■ Exercise brief: Print every one of the following records verbatim, making no changes to any line.

■ Annotation data for object locations:
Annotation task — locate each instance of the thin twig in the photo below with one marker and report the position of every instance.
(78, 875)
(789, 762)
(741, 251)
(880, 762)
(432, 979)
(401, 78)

■ Reply:
Annotation task — locate each instance of the thin twig in the photo below with one marker and report the position of every instance.
(78, 875)
(789, 762)
(741, 251)
(880, 762)
(432, 979)
(401, 78)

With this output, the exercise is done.